* Document section:

December 4th, 2008 · Ideas, Inspiration, Lessons, Life, Non-fiction, Open source, Random, Site

Since reading Blink: The Power of Thinking without Thinking and The Tipping Point: How Little Things Can Make a Big Difference, I’ve been looking forward to Malcolm Gladwell’s next book. Outliers: The Story of Success didn’t disappoint, and I recommend reading it yourself.

As the book’s title suggests, Gladwell’s text is about success and outliers; however, he engages the reader from the get-go by starting with a definition of outlier expressly to follow-up by quickly suggesting a concrete redefinition of what is truly an outlier and what determines success. Gladwell challenges the reader to think in less-conventional terms (e.g. thinking about health in terms of community–beyond just the individual): “…there is something profoundly wrong with the way we make sense of success.”

Outliers has two parts, focused on opportunity and legacy, respectively. Part one emphasizes “from-ness” (i.e. from where (e.g. birthplace), from when (e.g. time, era, norms), from how (e.g. culture, legacy), etc.). In doing so, part one indicates by one example after another why merely personal explanations of success don’t work.

     Where are you from?

Do you see the consequences of the way we have chosen to think about success? Because we so profoundly personalize success, we miss opportunities to lift others onto the top rung. We make rules that frustrate achievement We prematurely write off people as failures. We are too much in awe of the those who succeed and far too dismissive of those who fail. And, most of all, we become much too passive. We overlook just how large a role we all play–and by ‘we’ I mean society–in determining who makes it and who doesn’t.

* Written problem 1: Please copy from the book review the passage starting with "As the book’s" and going on through "success don’t work.", word for word.
* Written problem 2: Lay out the lines of the records as a numbered list, starting with the line with "In the photo above, where can the framed" and going on through the end of the records, with blank lines left out.

* Provided data:
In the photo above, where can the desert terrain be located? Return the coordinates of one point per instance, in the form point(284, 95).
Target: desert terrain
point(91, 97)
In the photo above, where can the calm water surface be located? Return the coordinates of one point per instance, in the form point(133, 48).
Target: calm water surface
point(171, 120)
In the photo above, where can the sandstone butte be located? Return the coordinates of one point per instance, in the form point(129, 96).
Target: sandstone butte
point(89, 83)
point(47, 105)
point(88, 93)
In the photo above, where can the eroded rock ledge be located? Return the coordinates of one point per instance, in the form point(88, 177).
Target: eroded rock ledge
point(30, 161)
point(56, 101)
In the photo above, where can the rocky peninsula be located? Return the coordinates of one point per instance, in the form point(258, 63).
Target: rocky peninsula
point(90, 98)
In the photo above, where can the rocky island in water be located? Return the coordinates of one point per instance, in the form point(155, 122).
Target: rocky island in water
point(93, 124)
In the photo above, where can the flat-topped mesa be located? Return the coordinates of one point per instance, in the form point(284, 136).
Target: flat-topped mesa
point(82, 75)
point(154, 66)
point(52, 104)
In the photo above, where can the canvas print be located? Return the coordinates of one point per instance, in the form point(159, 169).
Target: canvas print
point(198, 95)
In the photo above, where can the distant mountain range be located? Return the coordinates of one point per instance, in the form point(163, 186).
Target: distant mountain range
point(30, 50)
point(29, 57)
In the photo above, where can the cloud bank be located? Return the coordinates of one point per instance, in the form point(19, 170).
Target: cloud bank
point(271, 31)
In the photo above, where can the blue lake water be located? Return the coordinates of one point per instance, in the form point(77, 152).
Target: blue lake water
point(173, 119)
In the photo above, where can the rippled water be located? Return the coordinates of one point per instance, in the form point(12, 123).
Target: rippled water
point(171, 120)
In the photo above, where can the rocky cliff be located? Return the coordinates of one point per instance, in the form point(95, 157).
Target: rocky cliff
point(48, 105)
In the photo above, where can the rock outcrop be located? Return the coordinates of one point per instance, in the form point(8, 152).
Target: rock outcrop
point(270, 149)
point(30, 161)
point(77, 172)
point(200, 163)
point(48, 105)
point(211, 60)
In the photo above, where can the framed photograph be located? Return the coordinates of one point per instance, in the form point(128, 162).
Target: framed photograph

* Full response 1:
As the book’s title suggests, Gladwell’s text is about success and outliers; however, he engages the reader from the get-go by starting with a definition of outlier expressly to follow-up by quickly suggesting a concrete redefinition of what is truly an outlier and what determines success. Gladwell challenges the reader to think in less-conventional terms (e.g. thinking about health in terms of community–beyond just the individual): “…there is something profoundly wrong with the way we make sense of success.”

Outliers has two parts, focused on opportunity and legacy, respectively. Part one emphasizes “from-ness” (i.e. from where (e.g. birthplace), from when (e.g. time, era, norms), from how (e.g. culture, legacy), etc.). In doing so, part one indicates by one example after another why merely personal explanations of success don’t work.

* Full response 2:
1. In the photo above, where can the framed photograph be located? Return the coordinates of one point per instance, in the form point(128, 162).
2. Target: framed photograph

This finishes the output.